* [Extract to read]
───
HHS Is Preparing to House 25,000 Migrant Kids – and Is Stealing Money from an HIV/AIDS Program to Pay for It

 
 
The Dept. of Health and Human Services is tasked with housing all the migrant children separated from their undocumented parents as part of Trump's "zero tolerance" policy. That policy may have permanently separated families – it's been revealed there was never any plan to reunite the children with their parents and siblings, and now the feds are scrambling under court orders.

While the Health and Human Services Dept., headed by Secretary Alex Azar – a former big pharmaceuticals executive – showed exactly zero planning after Trump implemented his zero tolerance policy, the Office of Refugee Resettlement, which is part of HHS, has acted on a disturbing premise, and shown exactly where its priorities lie.

In what Slate is describing as a "budgeting exercise," Secretary Azar's Office of Refugee Resettlement is planning for a surge in migrant children being separated from their parents. The ORR has a plan to house 25,400 migrant children by the end of the year. And it is paying for the program by gutting another: The Ryan White HIV/AIDS Program, according to internal Office of Refugee Resettlement documents.
───
* [Supplied information]
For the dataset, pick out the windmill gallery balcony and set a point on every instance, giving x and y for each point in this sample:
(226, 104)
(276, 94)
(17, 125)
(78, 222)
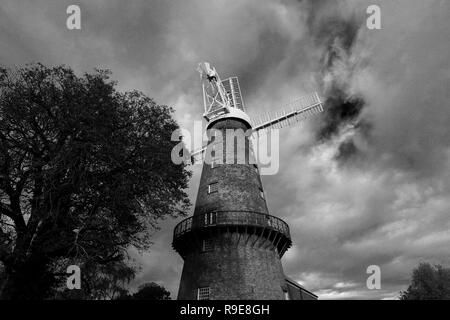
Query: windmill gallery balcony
(193, 229)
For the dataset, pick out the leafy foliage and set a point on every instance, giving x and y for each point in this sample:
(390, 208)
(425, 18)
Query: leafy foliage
(148, 291)
(428, 283)
(85, 172)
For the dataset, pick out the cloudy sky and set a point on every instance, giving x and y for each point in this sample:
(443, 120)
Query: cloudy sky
(365, 183)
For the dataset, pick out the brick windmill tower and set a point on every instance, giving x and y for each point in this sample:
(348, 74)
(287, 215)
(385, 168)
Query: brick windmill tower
(232, 246)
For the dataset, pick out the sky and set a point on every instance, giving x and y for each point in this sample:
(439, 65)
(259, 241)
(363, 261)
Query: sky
───
* [Tasks and exercises]
1. In the article about HHS housing migrant children, why might the "zero tolerance" policy have separated families for good? Answer in one to three sentences.
2. Extend the article about HHS using Ryan White HIV/AIDS Program money to house migrant children, picking up after its last sentence.

* [Task-by-task outputs]
1. It has come out that there was never any plan to bring the children back together with their parents and siblings.

2.
"The documents," Slate reports, "indicate that HHS plans to pay for child separation by reallocating money from the Ryan White HIV/AIDS Program, which, according to its website, 'provides a comprehensive system of care that includes primary medical care and essential support services for people living with HIV who are uninsured or underinsured.' Per the documents, the process of transferring those HIV/AIDS funds has already begun."

HHS will also ask Congress for additional funds, and "plans to reallocate $79 million from programs for refugee resettlement, a move that could imperil social services, medical assistance, and English language instructions for refugees in the U.S., as well as programs for torture survivors."

ORR says it will need $1.3 billion more to house migrant children, to cover the last three months of the year – that's the entire amount allocated for all of 2018.